_TEXTE FOURNI_
------------------------------------------------
Par jugement du 6 février 2001, le tribunal de grande instance de PARIS a, rejetant le moyen de nullité des opérations de saisie-contrefaçon, :
- annulé les modèles n° 94.3266 et n° 99.1751 pour défaut d'originalité,
- "débouté les demandes" au titre de la contrefaçon,
- dit que les sociétés NESTLE, FINDUS et TULIPIA ont commis des agissements déloyaux et parasitaires au détriment des sociétés ECODEV et ECODEX relevant de l'application de l'article 1382 du code Civil,
- condamné in solidum lesdites sociétés à payer à titre de dommages-intérêts de ce chef la somme de 2.900.000 francs à la société ECODEV et la somme, de 2.000.000 francs à la société ECODEX,
- dit que le jugement devenu définitif sera transmis par le greffier préalablement requis par la partie la plus diligence à l'INPI pour inscription au registre national des modèles,
- débouté les parties du surplus de leur demande,
- condamné, in solidum, les sociétés NESTLE, FINDUS et TULIPIA à payer aux sociétés ECODEV et ECODEX la somme de 50.000 francs au titre de l'article 700 du nouveau Code de procédure civile.
------------------------------------------------
_Enregistrements de désignation d'objets nommés_

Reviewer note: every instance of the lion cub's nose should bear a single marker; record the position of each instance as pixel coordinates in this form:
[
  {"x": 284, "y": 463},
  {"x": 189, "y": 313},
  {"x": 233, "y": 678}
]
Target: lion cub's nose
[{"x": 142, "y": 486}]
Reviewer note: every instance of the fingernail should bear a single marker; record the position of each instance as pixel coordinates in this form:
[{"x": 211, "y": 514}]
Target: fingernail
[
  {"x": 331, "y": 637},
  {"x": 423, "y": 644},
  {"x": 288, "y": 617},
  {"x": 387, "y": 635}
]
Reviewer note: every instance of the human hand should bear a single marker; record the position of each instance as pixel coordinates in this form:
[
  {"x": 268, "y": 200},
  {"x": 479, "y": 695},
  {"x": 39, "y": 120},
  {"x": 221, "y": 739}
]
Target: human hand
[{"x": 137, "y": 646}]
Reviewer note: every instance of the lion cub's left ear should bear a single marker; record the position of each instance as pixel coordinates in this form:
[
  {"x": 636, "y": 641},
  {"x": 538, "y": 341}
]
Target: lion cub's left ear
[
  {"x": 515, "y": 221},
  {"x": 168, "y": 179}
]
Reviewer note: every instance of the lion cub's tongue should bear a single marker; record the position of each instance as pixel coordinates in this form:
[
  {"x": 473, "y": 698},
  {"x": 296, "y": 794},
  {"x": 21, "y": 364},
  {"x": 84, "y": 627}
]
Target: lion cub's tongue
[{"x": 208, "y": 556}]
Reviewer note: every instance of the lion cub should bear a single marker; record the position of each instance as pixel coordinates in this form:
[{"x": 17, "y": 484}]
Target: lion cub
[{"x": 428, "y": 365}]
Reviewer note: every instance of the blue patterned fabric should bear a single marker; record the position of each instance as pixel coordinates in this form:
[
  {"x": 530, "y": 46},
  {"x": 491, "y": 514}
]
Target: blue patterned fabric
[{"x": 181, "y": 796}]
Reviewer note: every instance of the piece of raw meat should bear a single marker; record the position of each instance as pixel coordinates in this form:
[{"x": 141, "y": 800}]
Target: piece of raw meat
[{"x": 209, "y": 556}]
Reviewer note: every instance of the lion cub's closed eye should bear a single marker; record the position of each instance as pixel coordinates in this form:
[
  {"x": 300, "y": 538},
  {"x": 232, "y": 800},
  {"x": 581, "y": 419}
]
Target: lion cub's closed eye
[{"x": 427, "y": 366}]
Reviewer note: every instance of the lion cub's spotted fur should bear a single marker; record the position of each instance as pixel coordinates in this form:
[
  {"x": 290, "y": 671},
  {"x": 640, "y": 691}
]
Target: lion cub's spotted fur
------------------------------------------------
Pouvez-vous résumer le texte fourni en deux phrases ?

Par jugement du 6 février 2001, le tribunal de grande instance de PARIS a rejeté le moyen de nullité des opérations de saisie-contrefaçon, annulé les modèles n° 94.3266 et n° 99.1751 pour défaut d'originalité et débouté les demandes au titre de la contrefaçon. Il a toutefois dit que les sociétés NESTLE, FINDUS et TULIPIA avaient commis des agissements déloyaux et parasitaires au détriment des sociétés ECODEV et ECODEX, et les a condamnées in solidum à payer 2.900.000 francs de dommages-intérêts à ECODEV, 2.000.000 francs à ECODEX, ainsi que 50.000 francs aux deux sociétés au titre de l'article 700 du nouveau Code de procédure civile.